- [DO THIS]:
Reproduce the material from the line that contains "If you could point to the half-timbered" through the end of the material, requests included and pictures left out. Multiply every point coordinate in the answers by 1.45 and round each result to a whole number, with halves rounded up.

- [MATERIALS PROVIDED]:

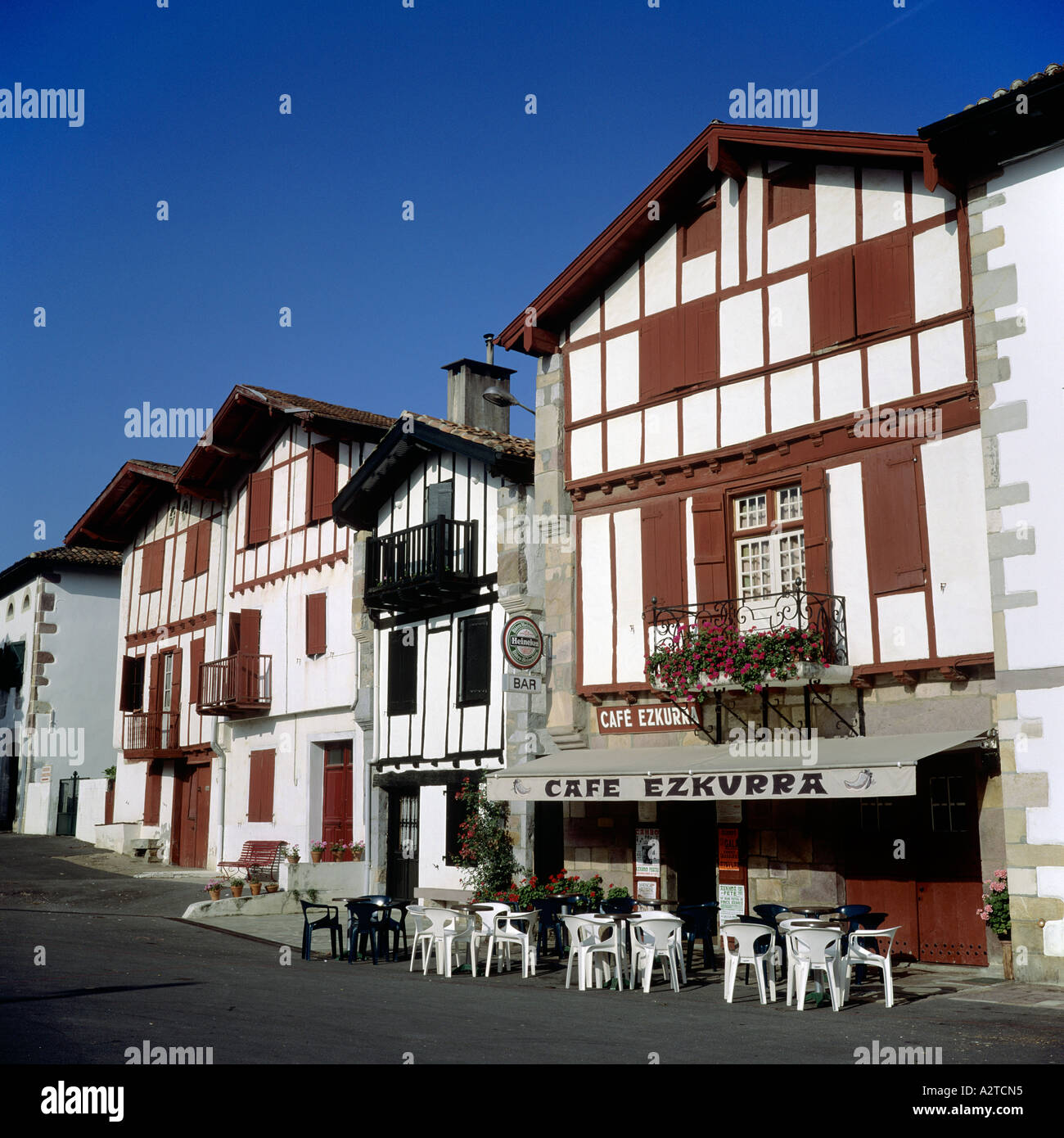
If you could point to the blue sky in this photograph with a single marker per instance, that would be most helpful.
(390, 104)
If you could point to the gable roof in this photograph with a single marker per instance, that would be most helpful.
(722, 148)
(410, 440)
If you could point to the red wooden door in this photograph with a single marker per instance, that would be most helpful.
(337, 794)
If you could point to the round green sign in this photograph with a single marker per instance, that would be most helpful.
(522, 642)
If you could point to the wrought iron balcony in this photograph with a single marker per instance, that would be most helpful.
(151, 734)
(796, 607)
(422, 566)
(237, 685)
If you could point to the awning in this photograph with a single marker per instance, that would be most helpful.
(882, 766)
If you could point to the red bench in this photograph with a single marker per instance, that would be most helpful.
(263, 856)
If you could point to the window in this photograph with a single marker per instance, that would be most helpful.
(151, 567)
(321, 481)
(261, 787)
(132, 693)
(403, 671)
(475, 660)
(259, 507)
(440, 501)
(197, 550)
(315, 624)
(770, 553)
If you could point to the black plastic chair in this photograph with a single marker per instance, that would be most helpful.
(700, 921)
(367, 923)
(330, 921)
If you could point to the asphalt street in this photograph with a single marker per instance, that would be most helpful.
(96, 964)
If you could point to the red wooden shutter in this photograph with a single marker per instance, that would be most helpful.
(882, 276)
(315, 624)
(895, 558)
(814, 486)
(153, 793)
(197, 653)
(261, 787)
(831, 300)
(125, 700)
(259, 505)
(662, 561)
(700, 343)
(322, 481)
(154, 692)
(710, 546)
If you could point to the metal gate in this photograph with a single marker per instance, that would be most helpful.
(66, 820)
(403, 839)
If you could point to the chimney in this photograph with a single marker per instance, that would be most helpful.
(467, 382)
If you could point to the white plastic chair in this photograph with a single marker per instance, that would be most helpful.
(746, 937)
(422, 936)
(656, 937)
(519, 930)
(449, 930)
(818, 949)
(859, 954)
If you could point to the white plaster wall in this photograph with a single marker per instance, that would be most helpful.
(623, 298)
(936, 271)
(588, 323)
(791, 397)
(699, 277)
(890, 371)
(629, 597)
(959, 568)
(585, 451)
(700, 422)
(849, 559)
(941, 356)
(729, 233)
(789, 244)
(789, 318)
(903, 621)
(660, 432)
(659, 276)
(742, 345)
(836, 209)
(597, 568)
(585, 382)
(1034, 190)
(623, 440)
(882, 201)
(755, 219)
(840, 385)
(742, 411)
(623, 370)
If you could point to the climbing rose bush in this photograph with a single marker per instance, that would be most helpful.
(697, 654)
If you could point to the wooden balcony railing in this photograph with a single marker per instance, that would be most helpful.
(151, 734)
(420, 566)
(236, 685)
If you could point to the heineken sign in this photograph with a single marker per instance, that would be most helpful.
(522, 642)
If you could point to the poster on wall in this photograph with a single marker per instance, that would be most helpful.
(647, 852)
(733, 901)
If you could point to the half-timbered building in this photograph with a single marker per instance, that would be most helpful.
(233, 720)
(446, 504)
(755, 394)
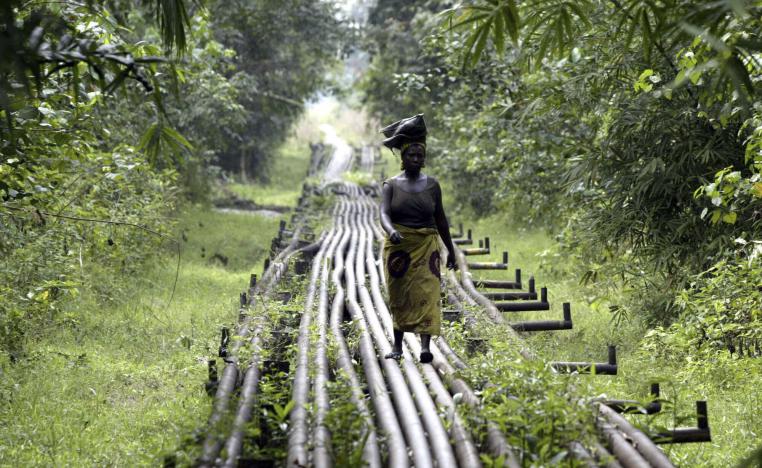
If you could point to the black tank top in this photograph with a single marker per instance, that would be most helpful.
(415, 210)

- [TASK OUTPUT]:
If you could point to the half-timbered building in this photograph with a single marker per instance, that would be most helpful.
(338, 1044)
(647, 731)
(1095, 571)
If you could point to the black tank top in this photograph with a single marker per instance, that would be most helpful.
(602, 305)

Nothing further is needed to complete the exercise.